THE TASK:
Render every line of the rows below as a JSON list of strings, one string per line, with blank lines left out.

THE DATA:
════
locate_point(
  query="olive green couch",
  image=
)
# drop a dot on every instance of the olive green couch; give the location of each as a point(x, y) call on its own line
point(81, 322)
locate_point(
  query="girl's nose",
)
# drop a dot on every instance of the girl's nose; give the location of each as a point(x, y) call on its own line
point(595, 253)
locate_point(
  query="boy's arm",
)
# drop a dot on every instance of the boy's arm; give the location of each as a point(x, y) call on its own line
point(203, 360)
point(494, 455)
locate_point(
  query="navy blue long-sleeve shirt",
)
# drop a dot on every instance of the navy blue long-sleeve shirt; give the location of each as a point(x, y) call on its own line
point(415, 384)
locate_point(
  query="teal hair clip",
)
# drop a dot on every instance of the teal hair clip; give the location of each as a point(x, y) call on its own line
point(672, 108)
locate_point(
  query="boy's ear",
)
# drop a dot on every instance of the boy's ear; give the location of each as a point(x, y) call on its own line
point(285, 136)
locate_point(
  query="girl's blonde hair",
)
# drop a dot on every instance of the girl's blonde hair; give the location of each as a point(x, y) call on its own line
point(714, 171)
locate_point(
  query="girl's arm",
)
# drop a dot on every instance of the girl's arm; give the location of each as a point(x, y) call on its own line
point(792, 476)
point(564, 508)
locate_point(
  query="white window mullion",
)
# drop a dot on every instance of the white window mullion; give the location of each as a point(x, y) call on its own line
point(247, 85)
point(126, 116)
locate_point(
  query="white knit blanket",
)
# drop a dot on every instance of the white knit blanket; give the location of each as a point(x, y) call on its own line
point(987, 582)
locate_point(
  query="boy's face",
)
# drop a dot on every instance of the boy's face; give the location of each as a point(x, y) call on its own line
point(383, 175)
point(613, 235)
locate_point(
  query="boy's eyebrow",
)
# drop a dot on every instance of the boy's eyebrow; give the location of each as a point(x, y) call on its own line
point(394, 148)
════
FINAL RESULT:
[
  "locate_point(",
  "  query=\"olive green couch\",",
  "  image=",
  ")",
  "# drop a dot on every instance of the olive green couch; give the location of each as a point(x, y) call on its own line",
  "point(81, 322)",
  "locate_point(",
  "  query=\"girl's nose\",",
  ")",
  "# drop a dot on every instance of the girl's nose; give the location of each as a point(x, y) call on its own line",
  "point(595, 253)",
  "locate_point(",
  "  query=\"boy's arm\",",
  ")",
  "# drop a dot on every instance of the boy's arm; give the location of each as a point(x, y) call on its own line",
  "point(203, 360)",
  "point(494, 455)",
  "locate_point(",
  "  query=\"navy blue long-sleeve shirt\",",
  ")",
  "# drop a dot on every instance of the navy blue long-sleeve shirt; give the location of each as a point(x, y) call on its own line",
  "point(415, 384)",
  "locate_point(",
  "  query=\"teal hair clip\",",
  ")",
  "# drop a dot on every instance of the teal hair clip; give the location of each as a point(x, y) call on its own line",
  "point(672, 108)",
  "locate_point(",
  "  query=\"boy's ear\",",
  ")",
  "# drop a dot on every instance of the boy's ear; give the location of each as a point(x, y) call on its own line",
  "point(285, 136)",
  "locate_point(",
  "  query=\"girl's blonde hair\",",
  ")",
  "# drop a dot on every instance of the girl's blonde hair; give the location of each as a point(x, y) call on its own line",
  "point(714, 171)",
  "locate_point(",
  "  query=\"girl's arm\",",
  ")",
  "# drop a dot on every instance of the girl's arm; give the location of each as a point(x, y) call on its own line",
  "point(792, 476)",
  "point(564, 508)",
  "locate_point(",
  "  query=\"white window mullion\",",
  ")",
  "# drop a dot on every instance of the white window mullion; give the location of each as a point(x, y) call on its own line",
  "point(247, 85)",
  "point(126, 116)",
  "locate_point(",
  "  query=\"white knit blanket\",",
  ")",
  "# drop a dot on every instance of the white knit blanket; give the location of each as a point(x, y) call on its own line",
  "point(987, 582)",
  "locate_point(",
  "  query=\"boy's face\",",
  ")",
  "# drop a dot on every instance of the boy's face; give the location of each as a point(x, y) call on its own line",
  "point(383, 175)",
  "point(613, 235)",
  "locate_point(",
  "  query=\"boy's eyebrow\",",
  ")",
  "# drop a dot on every instance of the boy's eyebrow; give the location of each as a point(x, y) call on its own line",
  "point(394, 148)"
]